## Task to complete
Please reproduce every row below word for word, leaving out the picture.

## Record excerpts
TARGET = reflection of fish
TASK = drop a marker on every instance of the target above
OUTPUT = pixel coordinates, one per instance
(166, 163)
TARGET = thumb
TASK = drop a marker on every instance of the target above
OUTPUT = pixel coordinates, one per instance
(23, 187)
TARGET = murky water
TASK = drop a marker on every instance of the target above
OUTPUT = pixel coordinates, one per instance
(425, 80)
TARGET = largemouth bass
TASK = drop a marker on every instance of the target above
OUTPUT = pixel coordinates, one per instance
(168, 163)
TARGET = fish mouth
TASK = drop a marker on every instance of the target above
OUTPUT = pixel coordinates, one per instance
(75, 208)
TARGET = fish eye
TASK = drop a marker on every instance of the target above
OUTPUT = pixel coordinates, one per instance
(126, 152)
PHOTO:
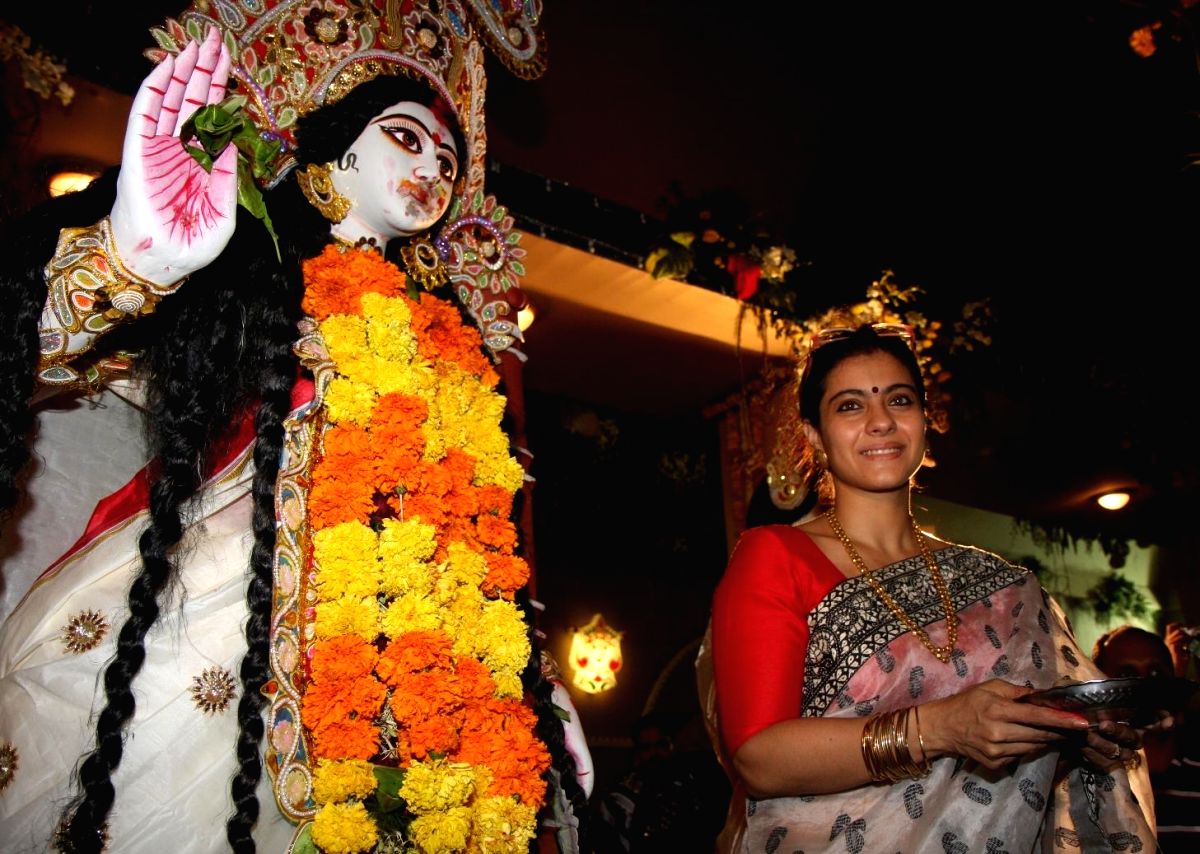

## Full solution
TARGET = reflection of fish
TASK = drop a marker on every instance of the target above
OUTPUT = pixel coordinates, one per instance
(166, 163)
TARGET = thumb
TASK = drop a marker on every instance of the target above
OUTPUT = pixel coordinates, one per instance
(23, 187)
TARGET = murky water
TASK = drop a marker on every instance of the target above
OUTPUT = pixel coordinates, one per instance
(425, 80)
TARGET = largemouth bass
TASK = drop a marker on every instance of the target above
OUTPUT = pixel coordinates, one per instance
(168, 163)
TARGET = fish mouth
TASK = drop a marker on every instance of the target above
OUTPUT = pixel coordinates, one per instance
(75, 208)
TARGET = fish eye
TASK = drop a marker on every instance of the target above
OUTPUT = pixel coordinates, one per instance
(126, 152)
PHOTO:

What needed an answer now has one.